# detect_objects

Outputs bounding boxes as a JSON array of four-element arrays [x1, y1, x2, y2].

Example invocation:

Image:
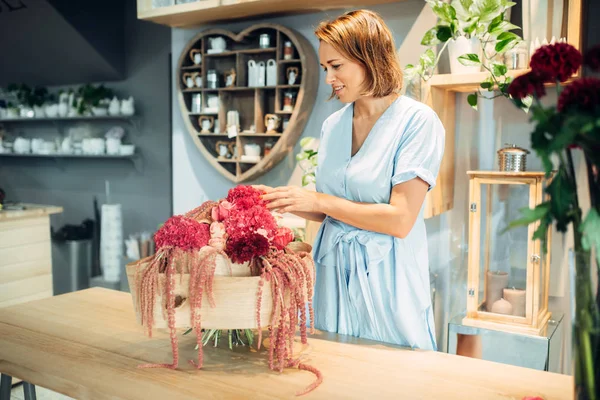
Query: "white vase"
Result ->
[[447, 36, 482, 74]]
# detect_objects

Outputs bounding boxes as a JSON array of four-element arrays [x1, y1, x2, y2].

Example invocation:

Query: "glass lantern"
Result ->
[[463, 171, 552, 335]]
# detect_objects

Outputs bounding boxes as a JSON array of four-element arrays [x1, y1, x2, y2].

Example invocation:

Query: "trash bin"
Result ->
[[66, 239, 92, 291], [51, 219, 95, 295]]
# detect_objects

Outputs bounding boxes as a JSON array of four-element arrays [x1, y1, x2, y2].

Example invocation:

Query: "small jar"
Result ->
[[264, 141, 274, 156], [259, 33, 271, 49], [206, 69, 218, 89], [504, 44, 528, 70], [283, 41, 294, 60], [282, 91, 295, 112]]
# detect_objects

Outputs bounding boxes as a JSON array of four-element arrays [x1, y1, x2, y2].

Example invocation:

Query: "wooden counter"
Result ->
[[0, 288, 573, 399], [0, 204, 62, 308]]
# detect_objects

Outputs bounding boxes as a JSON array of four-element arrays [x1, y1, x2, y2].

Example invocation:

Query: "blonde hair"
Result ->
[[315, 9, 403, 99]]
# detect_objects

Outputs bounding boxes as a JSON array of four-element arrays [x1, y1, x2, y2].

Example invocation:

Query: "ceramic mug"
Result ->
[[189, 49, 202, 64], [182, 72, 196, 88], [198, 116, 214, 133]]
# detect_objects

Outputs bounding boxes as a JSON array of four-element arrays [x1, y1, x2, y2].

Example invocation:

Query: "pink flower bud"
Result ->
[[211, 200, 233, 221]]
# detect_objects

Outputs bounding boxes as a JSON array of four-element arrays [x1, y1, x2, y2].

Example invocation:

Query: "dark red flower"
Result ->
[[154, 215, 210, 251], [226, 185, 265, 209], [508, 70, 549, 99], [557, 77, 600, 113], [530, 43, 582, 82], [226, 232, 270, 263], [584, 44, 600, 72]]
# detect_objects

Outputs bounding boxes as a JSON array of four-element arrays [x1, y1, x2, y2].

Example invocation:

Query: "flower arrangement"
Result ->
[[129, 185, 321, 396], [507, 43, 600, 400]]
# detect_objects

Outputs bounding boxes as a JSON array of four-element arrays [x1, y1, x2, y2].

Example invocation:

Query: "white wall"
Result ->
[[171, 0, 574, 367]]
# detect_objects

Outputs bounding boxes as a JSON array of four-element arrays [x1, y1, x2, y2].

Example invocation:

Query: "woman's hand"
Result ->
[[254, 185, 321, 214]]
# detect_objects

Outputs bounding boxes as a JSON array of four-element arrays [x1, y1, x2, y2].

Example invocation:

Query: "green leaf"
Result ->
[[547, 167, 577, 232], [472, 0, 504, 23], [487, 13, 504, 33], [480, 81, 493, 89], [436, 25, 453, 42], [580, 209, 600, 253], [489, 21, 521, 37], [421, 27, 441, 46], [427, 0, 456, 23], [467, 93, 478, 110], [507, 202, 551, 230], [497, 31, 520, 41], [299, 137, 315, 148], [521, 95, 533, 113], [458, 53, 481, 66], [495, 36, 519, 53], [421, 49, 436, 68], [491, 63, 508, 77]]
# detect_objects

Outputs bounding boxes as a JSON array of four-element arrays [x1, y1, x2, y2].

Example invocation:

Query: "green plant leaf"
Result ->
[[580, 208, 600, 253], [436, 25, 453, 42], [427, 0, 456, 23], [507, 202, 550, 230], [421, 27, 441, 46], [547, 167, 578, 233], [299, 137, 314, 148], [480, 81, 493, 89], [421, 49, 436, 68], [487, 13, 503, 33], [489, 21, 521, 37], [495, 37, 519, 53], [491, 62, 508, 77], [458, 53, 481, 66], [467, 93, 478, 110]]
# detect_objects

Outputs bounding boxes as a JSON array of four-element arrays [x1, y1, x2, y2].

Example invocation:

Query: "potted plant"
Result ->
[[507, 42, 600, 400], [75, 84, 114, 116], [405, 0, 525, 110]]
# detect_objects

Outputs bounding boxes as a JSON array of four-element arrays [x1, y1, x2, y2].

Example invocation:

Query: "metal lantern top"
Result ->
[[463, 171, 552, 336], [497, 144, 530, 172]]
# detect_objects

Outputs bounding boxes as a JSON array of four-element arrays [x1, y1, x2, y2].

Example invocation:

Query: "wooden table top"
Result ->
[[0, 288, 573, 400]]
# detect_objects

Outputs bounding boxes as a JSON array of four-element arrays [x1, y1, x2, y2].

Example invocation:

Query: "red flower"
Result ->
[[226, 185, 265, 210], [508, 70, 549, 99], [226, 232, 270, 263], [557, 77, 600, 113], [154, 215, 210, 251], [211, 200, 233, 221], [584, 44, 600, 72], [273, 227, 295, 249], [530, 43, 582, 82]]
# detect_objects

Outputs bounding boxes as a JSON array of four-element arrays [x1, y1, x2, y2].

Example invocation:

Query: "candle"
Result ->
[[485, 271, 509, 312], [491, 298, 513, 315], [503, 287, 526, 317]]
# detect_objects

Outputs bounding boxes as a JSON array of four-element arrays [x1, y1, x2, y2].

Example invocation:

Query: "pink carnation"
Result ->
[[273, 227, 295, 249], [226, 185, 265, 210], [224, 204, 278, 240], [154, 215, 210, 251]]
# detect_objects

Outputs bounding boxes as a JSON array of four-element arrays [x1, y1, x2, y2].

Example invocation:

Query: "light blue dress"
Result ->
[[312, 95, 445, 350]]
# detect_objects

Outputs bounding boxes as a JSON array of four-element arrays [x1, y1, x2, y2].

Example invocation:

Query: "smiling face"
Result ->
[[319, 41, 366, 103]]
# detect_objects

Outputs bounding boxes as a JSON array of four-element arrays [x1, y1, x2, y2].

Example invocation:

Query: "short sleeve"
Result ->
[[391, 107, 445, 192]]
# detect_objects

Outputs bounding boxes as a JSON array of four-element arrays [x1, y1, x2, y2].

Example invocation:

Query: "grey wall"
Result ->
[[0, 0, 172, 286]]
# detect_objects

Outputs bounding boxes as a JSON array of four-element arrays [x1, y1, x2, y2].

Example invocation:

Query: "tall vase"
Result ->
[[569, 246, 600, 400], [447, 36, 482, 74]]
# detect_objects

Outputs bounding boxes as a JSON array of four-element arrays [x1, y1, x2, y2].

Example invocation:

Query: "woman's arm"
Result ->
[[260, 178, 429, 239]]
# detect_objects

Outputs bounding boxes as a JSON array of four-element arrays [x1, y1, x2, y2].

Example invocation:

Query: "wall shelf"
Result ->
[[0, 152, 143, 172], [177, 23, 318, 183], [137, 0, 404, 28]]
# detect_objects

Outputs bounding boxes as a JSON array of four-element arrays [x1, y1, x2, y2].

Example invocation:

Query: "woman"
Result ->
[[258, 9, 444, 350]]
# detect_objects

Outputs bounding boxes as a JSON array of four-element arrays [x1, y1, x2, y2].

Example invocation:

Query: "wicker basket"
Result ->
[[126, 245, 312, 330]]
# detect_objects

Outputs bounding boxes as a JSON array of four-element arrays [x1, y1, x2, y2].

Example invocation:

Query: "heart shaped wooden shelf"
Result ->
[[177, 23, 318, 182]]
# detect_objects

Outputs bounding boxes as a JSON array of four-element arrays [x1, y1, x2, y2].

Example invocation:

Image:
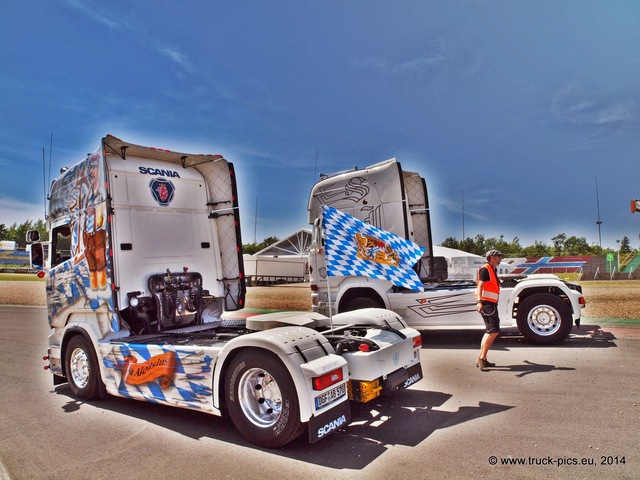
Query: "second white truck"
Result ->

───

#### TASK GOAL:
Set down the records exactly, without the pictures.

#### EXERCISE ANSWER:
# detect_objects

Outputs bounding boxes as a JSON array of four-element arrays [x1, y1, x2, y2].

Example invocation:

Image:
Query: "white vase"
Result ->
[[447, 36, 482, 74]]
# detect_objects

Outputs bounding boxes as a JSON array of four-element arrays [x1, y1, x2, y2].

Example invocation:

Query: "glass lantern"
Result ->
[[463, 171, 552, 335]]
# detect_objects

Outputs bounding boxes as a JSON array of four-element arrays [x1, y1, x2, y2].

Example invocation:

Query: "trash bin"
Result ->
[[66, 239, 92, 291], [51, 219, 95, 295]]
# detect_objects

Outputs bounding boxes as a JSON array of four-element arrays [x1, y1, x2, y2].

Example invocation:

Query: "small jar"
Result ->
[[264, 141, 274, 156], [259, 33, 271, 49], [206, 69, 218, 89], [504, 44, 528, 70], [283, 41, 294, 60], [282, 91, 295, 112]]
# detect_objects

Outputs bounding boxes as a JSON array of four-element arrays [x1, y1, x2, y2].

Example invocation:

Query: "wooden counter"
Result ->
[[0, 288, 573, 399], [0, 204, 62, 308]]
# detect_objects

Outputs bounding boxes as a JSON array of four-element arrays [x1, y1, x2, y2].

Example invocation:

Query: "blonde hair"
Result ->
[[315, 9, 403, 99]]
# detect_objects

Outputs bounding boxes as a JSON array of four-element arrays [x1, y1, x2, y2].

Example invocation:

Query: "ceramic mug"
Result ->
[[189, 49, 202, 64], [182, 72, 196, 88], [198, 116, 214, 133]]
# detect_objects

Outputs bounding boxes as a JSON array of four-element arrays [x1, y1, x2, y2].

Example invocation:

Query: "pink flower bud"
Result ->
[[211, 200, 233, 221]]
# detect_objects

Outputs bounding boxes as a JSON array of four-element arrays [x1, y1, x2, y2].

Example invocation:

Query: "dark red flower"
Result ->
[[154, 215, 210, 251], [226, 185, 265, 209], [508, 70, 549, 99], [557, 77, 600, 113], [530, 43, 582, 82], [226, 232, 270, 263], [584, 44, 600, 72]]
# detect_objects

Outputs bounding boxes as a JSON array of four-element arrays [x1, y1, x2, y2].

Example invocation:

Query: "flower arrangement"
Result ->
[[129, 185, 321, 396], [507, 43, 600, 400]]
# detect_objects

Outputs bounding boxes as a JSON array of four-element arrays [x1, y1, x2, y2].

Example invocation:

Query: "white wall"
Result ->
[[171, 0, 574, 367]]
# detect_objects

Outputs bounding boxes as a JSON array of four-element arrays [x1, y1, x2, y2].

Example invocation:

Query: "woman's hand"
Result ->
[[254, 185, 321, 214]]
# detect_objects

Outputs bounding boxes as a JSON array of four-element arrays [x1, y1, x2, y2].

Example invocation:

Query: "green leaf"
Result ->
[[547, 167, 577, 232], [472, 0, 504, 23], [487, 13, 504, 33], [480, 81, 493, 89], [436, 25, 453, 42], [580, 209, 600, 253], [489, 21, 521, 37], [421, 27, 441, 46], [427, 0, 456, 23], [467, 93, 478, 110], [507, 202, 551, 230], [497, 31, 520, 41], [299, 137, 315, 148], [521, 95, 533, 113], [458, 53, 481, 66], [495, 36, 519, 53], [421, 49, 436, 68], [491, 63, 508, 77]]
# detect_objects

Outputs bounding boxes as a JSON array of four-element arrays [x1, y1, x2, y2].

Example invocation:

Query: "green plant leaf"
Result ->
[[580, 208, 600, 253], [436, 25, 453, 42], [427, 0, 456, 23], [507, 202, 550, 230], [421, 27, 441, 46], [547, 167, 578, 233], [299, 137, 314, 148], [480, 81, 493, 89], [421, 49, 436, 68], [487, 13, 503, 33], [489, 21, 521, 37], [495, 37, 519, 53], [491, 62, 508, 77], [458, 53, 481, 66], [467, 93, 478, 110]]
# detect_objects

Outputs bounding boxes as a JSON array of four-element arrays [x1, y1, x2, y2].

Example invocation:

Query: "potted plant"
Result ->
[[507, 42, 600, 400], [75, 84, 114, 116], [405, 0, 525, 110]]
# detect_objects

Outputs bounding boxes as a JSON array of four-element arrays [x1, y1, x2, y2].

Example invocation:

Query: "metal lantern top"
Result ->
[[463, 171, 552, 336], [497, 144, 530, 172]]
# detect_objects

Outputs bounding boxes as a JSON array of four-element arrays [x1, y1, x2, y2].

Example invocation:

Query: "wooden table top"
Result ->
[[0, 288, 573, 400]]
# detect_objects

Outputs bounding boxes as a JSON array of four-element arrays [x1, y1, x2, y2].

Example invocation:

Query: "red flower"
Result ->
[[226, 185, 265, 210], [508, 70, 549, 99], [226, 232, 270, 263], [557, 77, 600, 113], [154, 215, 210, 251], [211, 200, 233, 221], [584, 44, 600, 72], [273, 227, 295, 249], [530, 43, 582, 82]]
# detect_objects

Outputs bounding boxes as a JSON array of four-element arrays [x1, y1, x2, y2].

Example invocation:

Query: "candle"
Result ->
[[485, 271, 509, 312], [491, 298, 513, 315], [503, 287, 526, 317]]
# detect_objects

Outputs bounding boxes as a JSON array of four-element arrays [x1, y1, x2, y2].

Example invocation:

Query: "pink carnation"
Result ->
[[273, 227, 295, 249], [226, 185, 265, 210], [224, 204, 278, 240], [154, 215, 210, 251]]
# detect_objects

Outputs bounding boxes as a JSON array of four-element arrays [x1, y1, x2, y2].

Example invocation:

Query: "light blue dress"
Result ->
[[312, 95, 445, 350]]
# detect_objects

Outputs bounding boxes as a JSON array of four-element arrays [x1, y1, x2, y2].

Example invocation:

Query: "smiling face"
Result ->
[[319, 41, 366, 103]]
# detect_objects

Outputs bounding boxes as a JSON array of four-element arrays [x1, y1, x2, y2].

Example invocation:

Query: "short sleeve"
Result ->
[[391, 107, 445, 192]]
# detect_objects

Outputs bounding boxes as a JSON array of four-element arrays [x1, y1, x2, y2].

Example invocation:

Query: "grey wall"
Result ->
[[0, 0, 172, 286]]
# detect_objects

Outputs bounding boxes as a JSON array of four-element arrays [x1, y1, x2, y2].

Example invocation:

Query: "tall vase"
Result ->
[[569, 246, 600, 400], [447, 36, 482, 74]]
# detect_objects

Outputs bounding boxes as a JSON array of four-element arrays [x1, y1, x2, y2].

Example invocation:

Query: "woman's arm"
Result ->
[[260, 178, 429, 239]]
# detect_objects

Outputs bounding boxes as a JSON array of four-element arrays [x1, y1, x2, y2].

Example invocation:

Query: "wall shelf"
Result ->
[[0, 152, 143, 172], [177, 23, 318, 183], [137, 0, 404, 28]]
# detect_objects

Outputs bounding boxes as a JSON array of four-element arrays [x1, y1, x2, y2].

Example invocation:

Query: "woman"
Result ->
[[258, 9, 444, 350]]
# detect_objects

Outputs bounding boxes as a JSON array of four-element arrays [x1, y1, x2, y2].

Example invocation:

Query: "wicker basket"
Result ->
[[126, 245, 312, 330]]
# detect_objects

Outputs bounding boxes as a JSON array of four-element arrays [x1, y1, x2, y2].

Example invocation:

Query: "heart shaped wooden shelf"
Result ->
[[177, 23, 318, 182]]
# detect_objects

Outputs bounding boxes as a JSON array of four-element arrays [x1, y1, x2, y2].

Example invocation:

Image:
Query: "second white truck"
Result ->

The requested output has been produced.